# ASSIGNED TASK
Write out all records as given; omit images.

# SOURCE RECORDS
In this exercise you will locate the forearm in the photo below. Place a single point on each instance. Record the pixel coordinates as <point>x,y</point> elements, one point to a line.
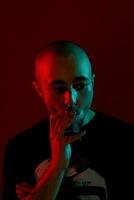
<point>48,186</point>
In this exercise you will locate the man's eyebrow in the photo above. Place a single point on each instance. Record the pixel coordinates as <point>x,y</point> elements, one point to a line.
<point>61,82</point>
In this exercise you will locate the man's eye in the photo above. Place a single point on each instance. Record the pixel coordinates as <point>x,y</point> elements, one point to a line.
<point>59,90</point>
<point>80,86</point>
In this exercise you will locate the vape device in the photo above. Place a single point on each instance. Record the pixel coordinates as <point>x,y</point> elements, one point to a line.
<point>73,128</point>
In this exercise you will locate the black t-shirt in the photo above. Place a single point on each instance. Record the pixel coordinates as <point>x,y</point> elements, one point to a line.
<point>100,166</point>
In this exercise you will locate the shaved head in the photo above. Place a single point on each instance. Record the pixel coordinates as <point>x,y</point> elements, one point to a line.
<point>62,48</point>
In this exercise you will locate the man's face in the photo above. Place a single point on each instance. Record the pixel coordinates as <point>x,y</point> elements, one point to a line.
<point>65,80</point>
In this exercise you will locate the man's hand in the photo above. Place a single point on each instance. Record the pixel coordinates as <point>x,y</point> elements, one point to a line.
<point>23,189</point>
<point>60,144</point>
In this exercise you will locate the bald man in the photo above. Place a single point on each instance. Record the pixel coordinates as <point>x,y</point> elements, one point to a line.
<point>76,152</point>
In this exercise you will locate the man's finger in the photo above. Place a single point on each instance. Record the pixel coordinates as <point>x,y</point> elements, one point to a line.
<point>71,139</point>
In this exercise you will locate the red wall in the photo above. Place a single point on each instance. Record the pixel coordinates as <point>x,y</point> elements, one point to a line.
<point>104,28</point>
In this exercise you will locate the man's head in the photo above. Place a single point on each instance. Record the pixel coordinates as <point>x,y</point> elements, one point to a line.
<point>64,76</point>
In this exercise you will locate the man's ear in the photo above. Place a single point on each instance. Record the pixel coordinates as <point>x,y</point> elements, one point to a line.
<point>37,88</point>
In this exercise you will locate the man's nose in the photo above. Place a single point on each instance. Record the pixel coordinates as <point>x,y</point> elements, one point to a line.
<point>70,97</point>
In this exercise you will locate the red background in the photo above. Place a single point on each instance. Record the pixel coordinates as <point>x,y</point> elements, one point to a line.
<point>104,28</point>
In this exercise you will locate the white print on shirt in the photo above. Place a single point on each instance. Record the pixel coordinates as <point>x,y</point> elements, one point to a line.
<point>88,177</point>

# RESULT
In this exercise you will locate the forearm in the photo below. Place a single point on each instance. Record the pixel coordinates as <point>x,y</point> elements, one point to a line.
<point>48,186</point>
In this exercise you will locate the man's eyebrow in the photo above. Place a single point on each instance. Record the pixel coordinates as <point>x,y</point> elements, one point to a line.
<point>61,82</point>
In this exercise you will locate the man's eye in the photo above. Place a single point on each instance. Record the pixel coordinates as <point>x,y</point> elements, one point to a line.
<point>59,90</point>
<point>80,86</point>
In this exercise you will locate the vape device in the photo above. Place a single point on each instance. Record the pixel coordinates as <point>x,y</point> elements, one point to a line.
<point>73,128</point>
In this exercise you will locate the black t-shirt in the photo above. Place a single point on each instance. Record the pixel coordinates as <point>x,y</point> elements, one point to a line.
<point>100,166</point>
In this exercise you will locate the shaved head in the photo above. Place a single point on each instance. Record the pixel coordinates as <point>x,y</point> elements, one point to a line.
<point>62,48</point>
In this exercise you will locate the man's face in the photo above. Place a single point on each instance. Record the pixel coordinates as <point>x,y</point> elements, one point to a line.
<point>65,80</point>
In this exercise you will locate the man's hand in the photo above. Place a single point on each instance. Record the pixel coordinates as <point>x,y</point> elements, one point to a line.
<point>23,189</point>
<point>60,144</point>
In this exercise you will locate the bald man in the photo above. Place a single point on each instance. Record the pixel coordinates as <point>x,y</point> elements, one point to a line.
<point>76,152</point>
In this exercise you will locate the man's finger in the photo above. Place a single point on each instance. Record the pixel coordinates as <point>x,y</point> elements, one point to a line.
<point>71,139</point>
In this exercise you will locate the red wall in the photo above. Place a single point on each instance. Record the pixel coordinates as <point>x,y</point> elements, one point to a line.
<point>104,28</point>
In this exercise you will locate the man's head in the photo above. Place a single point on each instance. Record the pixel coordinates as <point>x,y</point> elements, one point to a line.
<point>64,76</point>
In this exercise you will locate the man's ear in the photo above. Place a single point on each instance. Record the pixel coordinates as <point>x,y</point> elements, one point to a line.
<point>37,88</point>
In this exercise you will locate the man's nose in the photo above. Place a single point on each instance. Record the pixel coordinates as <point>x,y</point> elements, one point to a line.
<point>70,97</point>
In this exercise you will locate the red background in the photo above. Place a single point on each instance. Record the pixel coordinates as <point>x,y</point> elements, one point to a line.
<point>104,28</point>
In this exercise you will locate the white print on shirt in the photo above. Place a single point on each instance. Record the pixel coordinates as <point>x,y</point> elements, one point to a line.
<point>88,177</point>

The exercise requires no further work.